[Texto de la página]
━━━

En otro sentido, el sistema de partidos argentino marca la desaparición de dos fuerzas tradicionales de “centro” a favor de una creciente volatilización: esto es malo para los movimientos “transversales” que quieren captar el voto progresista. El elector se desorienta y desalienta ante una gran diversidad de opciones, como en el caso de la fuerza política llamada “Frente para la victoria” que presentó siete candidatos (¡) a alcalde de la ciudad de Buenos Aires en una elección interna. En eso y otras cosas, el sistema político y de partidos argentino se parece al de algunos países africanos: fuerzas de derechas –durante años representadas por el partido militar- prometiendo mano dura con la corrupción y la insurrección, y un electorado supersticioso y bamboleante que se pregunta “¿habrá que votar a este o al otro?” con una sofisticación adicional: la perfecta inconsciencia de la corrupción moral que representa no tener siquiera una idea política y estar al abrigo de los mass media y el lobby de sus propios malhechores.
 ¿Y que decir de la beldad llamada Izquierda? El regodeo literario de decir que los candidatos de derechas y los de centro son “lo mismo” (después de todo, si uno prescinde de ser lo suficientemente crítico, los pinos y los abetos son “lo mismo”, el Cabernet Sauvignon y el Bonarda son “lo mismo”, Barcelona y Real Madrid son “lo mismo”) culmina en una sorda culpa por el triunfo de la derecha acérrima, acallada por la aseveración, expresada con una sonrisa incómoda, de que la Izquierda “sabía” que la derecha iba traer ajuste…¿Se ufanan de saber lo que cualquier tonto era capaz de saber? ¿Esa es su responsabilidad de actor político? ¿Literatura veleidosa, eso hace la Izquierda? Desde luego, hay que celebrar la afirmación de Andrés Rivera, según la cual quien dice no tener ideología, es de derechas. Eso es hablar elocuentemente de la falsa conciencia de la clase media: es el deber de un escritor. Eso no se parece en nada a renunciar por completo al examen crítico de las propuestas de campaña de dos candidatos a presidente, es arrastrar a la población (bueno, a una parte de ella) al ofuscamiento y a la falta de sutileza. La Izquierda espera que se produzcan los acontecimientos atroces de la vida política para después afirmar “como Izquierda nos pronunciamos así y así”, pero no se aviene a la interpretación de la historia de este país como una querella entre la intención de formar un gobierno de participación popular y la de imponer la dictadura del partido militar, las sociedades rurales, y más recientemente, los medios de comunicación reaccionarios, los especuladores financieros y los narcotraficantes. Esta suave crítica a la Izquierda no debe llevarnos, no obstante, a desconocer que ella sigue siendo un actor importante en la discusión sobre el emplazamiento del poder real.
¿Y el radicalismo? Opuesto al régimen conservador desde siempre, ahora se somete a él casi jactándose libidinosamente de su traición. La derecha no tiene vocación para nada en particular, pero se ha encontrado con que el fracaso del Tercer Movimiento Histórico es un banquete que se le sirve demasiado dispendiosamente como para despreciarse, y se entrega a devorarlo en forma irreflexiva y furibunda. Y el pueblo, que ya se desembarazó de ese yugo que representa un gobierno que piensa en él y lo tiene demasiado en cuenta, ha comenzado una escrupulosa terapia de olvido y negación acerca de dónde reside el poder real y quiénes son los autores de su propia vejación.

━━━

[Datos de entrada]
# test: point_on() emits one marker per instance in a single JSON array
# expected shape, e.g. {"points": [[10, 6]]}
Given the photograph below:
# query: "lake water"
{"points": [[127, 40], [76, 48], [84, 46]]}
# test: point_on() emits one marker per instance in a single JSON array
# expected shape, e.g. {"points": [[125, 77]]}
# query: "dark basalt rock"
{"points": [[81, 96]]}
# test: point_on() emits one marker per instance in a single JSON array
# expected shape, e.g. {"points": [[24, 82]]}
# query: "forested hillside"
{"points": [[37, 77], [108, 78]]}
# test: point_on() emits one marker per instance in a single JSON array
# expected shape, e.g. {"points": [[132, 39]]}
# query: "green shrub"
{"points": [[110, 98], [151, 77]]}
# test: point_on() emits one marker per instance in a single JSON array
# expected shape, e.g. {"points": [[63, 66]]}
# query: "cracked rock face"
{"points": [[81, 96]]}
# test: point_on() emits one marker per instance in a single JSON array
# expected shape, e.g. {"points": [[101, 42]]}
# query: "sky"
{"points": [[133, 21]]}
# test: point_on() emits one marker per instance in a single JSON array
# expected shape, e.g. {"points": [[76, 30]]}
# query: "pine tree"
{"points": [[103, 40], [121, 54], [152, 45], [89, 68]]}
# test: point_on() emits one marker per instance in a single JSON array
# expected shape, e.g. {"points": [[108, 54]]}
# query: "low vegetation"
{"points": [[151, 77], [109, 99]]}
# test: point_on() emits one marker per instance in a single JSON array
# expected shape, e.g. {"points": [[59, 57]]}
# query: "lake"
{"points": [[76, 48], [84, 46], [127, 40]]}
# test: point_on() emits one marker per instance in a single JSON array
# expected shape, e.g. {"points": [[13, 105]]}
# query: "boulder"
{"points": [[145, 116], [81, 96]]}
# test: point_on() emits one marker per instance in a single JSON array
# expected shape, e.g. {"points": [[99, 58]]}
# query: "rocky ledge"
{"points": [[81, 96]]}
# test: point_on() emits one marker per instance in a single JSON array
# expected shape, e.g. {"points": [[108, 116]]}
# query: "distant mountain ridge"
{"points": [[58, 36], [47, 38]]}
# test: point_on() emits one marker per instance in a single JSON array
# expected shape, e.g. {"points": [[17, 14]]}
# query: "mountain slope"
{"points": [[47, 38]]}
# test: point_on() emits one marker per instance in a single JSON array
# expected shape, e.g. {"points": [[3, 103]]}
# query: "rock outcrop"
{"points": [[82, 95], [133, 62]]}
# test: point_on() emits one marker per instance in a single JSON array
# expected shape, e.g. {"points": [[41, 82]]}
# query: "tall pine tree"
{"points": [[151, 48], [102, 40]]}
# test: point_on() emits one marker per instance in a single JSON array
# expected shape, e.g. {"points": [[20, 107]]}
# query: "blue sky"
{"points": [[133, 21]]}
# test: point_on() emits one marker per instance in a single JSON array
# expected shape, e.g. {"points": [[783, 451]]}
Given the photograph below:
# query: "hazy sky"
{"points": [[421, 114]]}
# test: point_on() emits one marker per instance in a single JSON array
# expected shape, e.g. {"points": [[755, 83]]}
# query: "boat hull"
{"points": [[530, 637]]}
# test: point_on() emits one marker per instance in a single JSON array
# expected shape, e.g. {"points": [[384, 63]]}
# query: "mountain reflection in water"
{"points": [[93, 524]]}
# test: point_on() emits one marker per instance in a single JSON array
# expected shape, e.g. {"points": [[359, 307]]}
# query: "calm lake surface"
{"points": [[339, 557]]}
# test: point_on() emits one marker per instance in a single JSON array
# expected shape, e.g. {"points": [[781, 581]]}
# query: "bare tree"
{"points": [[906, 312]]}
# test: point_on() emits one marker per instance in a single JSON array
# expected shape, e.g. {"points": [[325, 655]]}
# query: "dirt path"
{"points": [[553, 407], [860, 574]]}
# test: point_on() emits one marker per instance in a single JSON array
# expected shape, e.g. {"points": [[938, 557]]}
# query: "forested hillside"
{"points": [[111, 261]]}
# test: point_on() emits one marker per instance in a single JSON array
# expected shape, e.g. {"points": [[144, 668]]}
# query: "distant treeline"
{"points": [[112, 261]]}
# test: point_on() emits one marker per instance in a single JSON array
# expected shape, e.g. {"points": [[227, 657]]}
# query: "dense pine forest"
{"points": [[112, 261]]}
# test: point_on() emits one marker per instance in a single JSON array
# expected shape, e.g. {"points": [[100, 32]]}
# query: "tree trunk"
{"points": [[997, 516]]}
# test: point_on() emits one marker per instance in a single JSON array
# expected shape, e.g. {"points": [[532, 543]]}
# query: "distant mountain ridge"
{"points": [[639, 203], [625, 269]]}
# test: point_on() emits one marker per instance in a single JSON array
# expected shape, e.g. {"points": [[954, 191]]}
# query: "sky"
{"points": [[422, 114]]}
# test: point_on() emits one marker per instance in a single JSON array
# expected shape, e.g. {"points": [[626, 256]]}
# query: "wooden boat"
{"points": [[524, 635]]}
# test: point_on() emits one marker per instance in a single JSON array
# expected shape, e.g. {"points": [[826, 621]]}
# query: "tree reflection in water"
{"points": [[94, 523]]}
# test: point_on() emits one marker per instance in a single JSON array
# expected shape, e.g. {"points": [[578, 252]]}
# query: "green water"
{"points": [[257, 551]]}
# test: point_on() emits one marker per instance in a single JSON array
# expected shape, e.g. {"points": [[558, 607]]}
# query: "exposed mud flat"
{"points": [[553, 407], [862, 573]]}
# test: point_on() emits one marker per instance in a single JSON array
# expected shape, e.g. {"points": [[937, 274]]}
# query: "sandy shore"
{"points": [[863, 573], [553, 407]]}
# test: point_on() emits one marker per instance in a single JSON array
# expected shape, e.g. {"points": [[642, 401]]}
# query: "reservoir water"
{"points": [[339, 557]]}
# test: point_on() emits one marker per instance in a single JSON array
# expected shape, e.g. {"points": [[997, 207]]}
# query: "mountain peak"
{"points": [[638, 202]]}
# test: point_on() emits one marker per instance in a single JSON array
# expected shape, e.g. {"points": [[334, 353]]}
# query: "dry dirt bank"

━━━

[Consigna]
Responde según el texto sobre el sistema de partidos argentino:
(a) ¿Cuántos candidatos a alcalde de la ciudad de Buenos Aires presentó el “Frente para la victoria” en una elección interna?
(b) Según la afirmación de Andrés Rivera, ¿qué es quien dice no tener ideología?
(c) ¿A qué régimen se ha opuesto el radicalismo desde siempre?

[Solución]
(a) Siete.
(b) Es de derechas.
(c) Al régimen conservador.